TEXTO PROPORCIONADO:
Hay libros que no necesitan gritar para hacerse oír. El abuelo Elo y la nube Lucinda, de Álvaro Colomer, ilustrado con dulzura por Eva Poyato, es uno de ellos. Sencillo en su apariencia, hondo en su corazón, este cuento esconde una lección de fondo: se puede hablar de lo más difícil sin alzar la voz.
El punto de partida es desarmante: Elo, un anciano solitario, encuentra en el monte una nube temblorosa a la que decide cuidar. La bautiza Lucinda. A partir de ahí, el cuento deja de ser solo una historia fantástica y se convierte en algo más raro: una parábola luminosa sobre el paso del tiempo, la ternura, el juego como forma de resistencia y la muerte como despedida suave.
Lucinda no es solo una nube. Es símbolo, presencia, espejo, consuelo. Con ella, Elo recupera la risa, la memoria, el impulso de hacer travesuras y mirar el mundo con ojos nuevos. Lucinda llovía sobre los vecinos que no recogían las cacas de los perros, y el abuelo Elo desinflaba los neumáticos de los coches aparcados en las zonas destinadas a los juegos infantiles. Pero no se queda ahí: su energía despierta también algo dormido en el pueblo. Los ancianos, hartos de ser tratados como objetos con calendario, se rebelan. Y lo hacen como solo los cuentos saben hacerlo: con gracia, con bastones, con desobediencia tierna.
Uno de los capítulos más audaces retrata esta revolución de la tercera edad: toman fuentes públicas, bloquean bancos, secuestran —sin violencia— un autobús sin rampa adaptada para personas mayores o con discapacidad. Todo con el objetivo de ser vistos, tenidos en cuenta, volver a jugar el mundo. Es un episodio divertido, pero también crítico, lleno de lucidez social y de ternura política. Como si Benedetti hubiera pasado por una escuela infantil.

REGISTROS PROPORCIONADOS:
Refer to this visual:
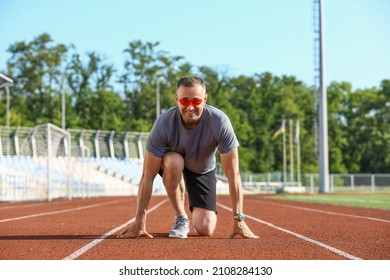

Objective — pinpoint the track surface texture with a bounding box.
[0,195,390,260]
...
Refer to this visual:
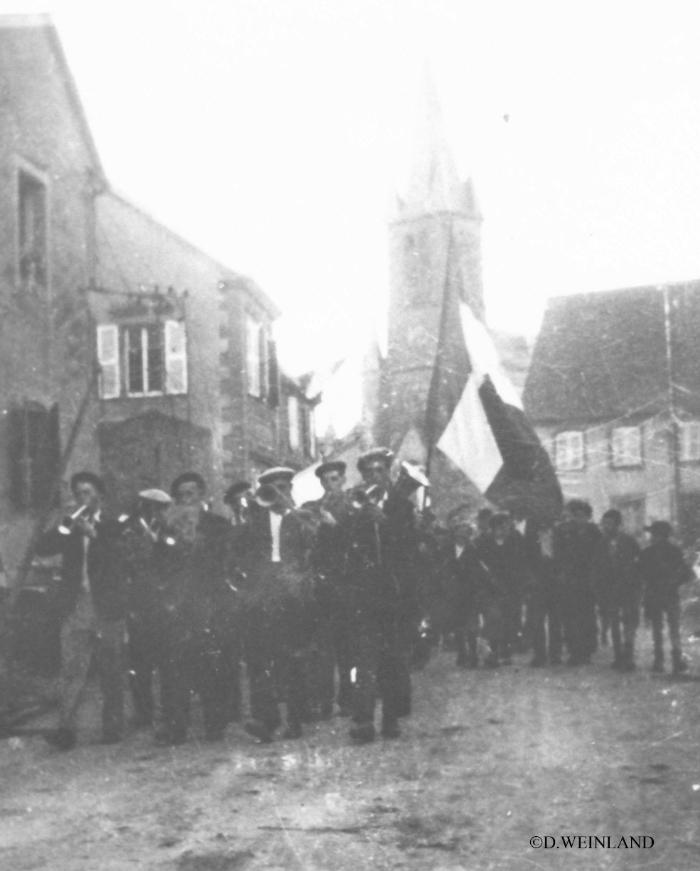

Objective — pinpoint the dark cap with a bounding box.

TAREAS PROPUESTAS:
A. Reescribe como lista el párrafo del texto que empieza con «Lucinda no es solo una nube» y conserva sus datos principales.
B. Enumera todos los temas de la parábola luminosa en la que, según el texto, se convierte el cuento.
C. Transcribe sin cambios el fragmento del texto que comienza con las palabras "Hay libros que" y termina tras "alzar la voz.".

SOLUCIONES:
A.
- Lucinda es más que una nube: es símbolo, presencia, espejo y consuelo.
- Con ella, Elo recupera la risa, la memoria, las ganas de hacer travesuras y la capacidad de mirar el mundo con ojos nuevos.
- Lucinda llueve sobre los vecinos que no recogen las cacas de los perros, y Elo desinfla los neumáticos de los coches aparcados en zonas de juegos infantiles.
- Su energía despierta también al pueblo. Los ancianos, hartos de ser tratados como objetos con calendario, se rebelan con gracia, con bastones y con desobediencia tierna.

B.
- El paso del tiempo
- La ternura
- El juego como forma de resistencia
- La muerte como despedida suave

C.
Hay libros que no necesitan gritar para hacerse oír. El abuelo Elo y la nube Lucinda, de Álvaro Colomer, ilustrado con dulzura por Eva Poyato, es uno de ellos. Sencillo en su apariencia, hondo en su corazón, este cuento esconde una lección de fondo: se puede hablar de lo más difícil sin alzar la voz.